TAREFA DO EXERCÍCIO 1
Responda às perguntas seguintes com base no excerto sobre o recurso do Reclamante.
(a) Que alínea do n.º 1 do artigo 70.º da Lei n.º 28/82 indicou o Reclamante como base do recurso?
(b) Em que número e artigo da Constituição da República Portuguesa consta a norma que, segundo o Reclamante, foi violada?
(c) Em que folhas foi prolatado o despacho?

+---+

Após convite do Juiz Conselheiro Relator do Supremo Tribunal de Justiça para “indicar a alínea do n.º1 do artigo 70.º da Lei n.º 28/82, ao abrigo da qual o recurso é interposto”, o Reclamante veio esclarecer que “a norma (...) é a alínea b) do n.º 1 do artigo 70.º da Lei n.º 28/82, de 15 de Novembro, sendo a norma violada a que consagra o direito fundamental de igualdade de todos os cidadãos perante a lei, constante do n.º 1 do artigo 13.º da Constituição da República Portuguesa, directamente aplicável nos termos do artigo 18.º da mesma Constituição”.
3. Na sequência do exposto, foi prolatado a fls. 1127 a 1129 o seguinte despacho:
«(...)

+---+

TAREFA DO EXERCÍCIO 2
Por favor, indique todas as linhas dos registos que contêm a palavra "bare", copiando cada uma por inteiro.

Registos de indicação de objetos nomeados
+---+

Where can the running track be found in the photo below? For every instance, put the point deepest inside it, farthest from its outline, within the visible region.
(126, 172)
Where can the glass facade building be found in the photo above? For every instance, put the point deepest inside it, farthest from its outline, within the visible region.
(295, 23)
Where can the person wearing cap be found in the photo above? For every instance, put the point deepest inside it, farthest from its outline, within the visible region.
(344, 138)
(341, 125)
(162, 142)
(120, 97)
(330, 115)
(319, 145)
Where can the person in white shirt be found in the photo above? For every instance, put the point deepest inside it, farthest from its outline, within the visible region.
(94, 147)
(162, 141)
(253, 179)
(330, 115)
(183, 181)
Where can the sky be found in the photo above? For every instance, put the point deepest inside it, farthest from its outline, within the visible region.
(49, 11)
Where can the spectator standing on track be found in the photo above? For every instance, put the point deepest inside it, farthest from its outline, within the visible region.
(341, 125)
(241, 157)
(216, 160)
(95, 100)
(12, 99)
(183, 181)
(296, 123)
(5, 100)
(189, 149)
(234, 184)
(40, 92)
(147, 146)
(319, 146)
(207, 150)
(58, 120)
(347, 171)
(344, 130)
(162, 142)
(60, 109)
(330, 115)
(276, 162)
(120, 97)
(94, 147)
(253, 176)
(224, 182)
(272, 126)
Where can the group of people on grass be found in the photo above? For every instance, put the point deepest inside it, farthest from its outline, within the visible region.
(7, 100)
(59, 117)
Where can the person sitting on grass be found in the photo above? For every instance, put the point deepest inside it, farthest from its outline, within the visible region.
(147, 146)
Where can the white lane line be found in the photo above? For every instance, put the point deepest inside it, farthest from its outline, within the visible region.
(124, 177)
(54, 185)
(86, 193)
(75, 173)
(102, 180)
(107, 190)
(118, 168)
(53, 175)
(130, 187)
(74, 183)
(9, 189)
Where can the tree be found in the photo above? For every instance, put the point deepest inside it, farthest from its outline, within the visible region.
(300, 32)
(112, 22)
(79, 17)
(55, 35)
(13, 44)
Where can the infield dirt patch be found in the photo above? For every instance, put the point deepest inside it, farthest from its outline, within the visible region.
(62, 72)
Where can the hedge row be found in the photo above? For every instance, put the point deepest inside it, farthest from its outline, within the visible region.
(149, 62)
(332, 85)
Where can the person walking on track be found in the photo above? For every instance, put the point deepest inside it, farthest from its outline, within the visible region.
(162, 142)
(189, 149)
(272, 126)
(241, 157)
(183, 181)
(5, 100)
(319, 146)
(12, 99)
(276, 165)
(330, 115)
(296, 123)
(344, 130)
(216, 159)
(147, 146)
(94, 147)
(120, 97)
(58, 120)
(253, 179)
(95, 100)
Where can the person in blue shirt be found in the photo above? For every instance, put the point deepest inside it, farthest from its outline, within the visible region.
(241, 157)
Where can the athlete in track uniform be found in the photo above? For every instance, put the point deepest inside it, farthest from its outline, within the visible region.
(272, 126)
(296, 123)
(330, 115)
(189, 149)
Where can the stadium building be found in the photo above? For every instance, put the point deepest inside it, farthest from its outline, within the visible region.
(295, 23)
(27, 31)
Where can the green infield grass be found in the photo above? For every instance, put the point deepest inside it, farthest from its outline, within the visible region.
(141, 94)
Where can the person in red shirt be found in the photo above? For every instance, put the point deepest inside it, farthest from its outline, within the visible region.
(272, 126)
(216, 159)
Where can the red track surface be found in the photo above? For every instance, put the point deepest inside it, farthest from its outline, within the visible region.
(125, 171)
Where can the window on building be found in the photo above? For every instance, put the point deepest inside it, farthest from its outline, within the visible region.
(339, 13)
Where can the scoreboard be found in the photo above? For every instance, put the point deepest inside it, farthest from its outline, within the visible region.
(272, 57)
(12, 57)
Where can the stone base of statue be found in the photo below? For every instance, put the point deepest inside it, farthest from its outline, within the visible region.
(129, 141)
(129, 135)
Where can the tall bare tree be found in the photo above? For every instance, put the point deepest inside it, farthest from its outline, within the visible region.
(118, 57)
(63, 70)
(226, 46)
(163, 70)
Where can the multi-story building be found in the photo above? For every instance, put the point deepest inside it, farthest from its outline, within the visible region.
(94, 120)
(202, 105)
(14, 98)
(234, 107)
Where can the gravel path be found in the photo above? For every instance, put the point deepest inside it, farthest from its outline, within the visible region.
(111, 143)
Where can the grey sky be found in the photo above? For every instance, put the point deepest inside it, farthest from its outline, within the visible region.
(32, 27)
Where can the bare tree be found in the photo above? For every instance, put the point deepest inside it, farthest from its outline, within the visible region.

+---+

RESPOSTA ESPERADA 1
(a) A alínea b) do n.º 1 do artigo 70.º da Lei n.º 28/82, de 15 de Novembro.
(b) No n.º 1 do artigo 13.º da Constituição da República Portuguesa.
(c) A fls. 1127 a 1129.

RESPOSTA ESPERADA 2
Where can the tall bare tree be found in the photo above? For every instance, put the point deepest inside it, farthest from its outline, within the visible region.
Where can the bare tree be found in the photo above? For every instance, put the point deepest inside it, farthest from its outline, within the visible region.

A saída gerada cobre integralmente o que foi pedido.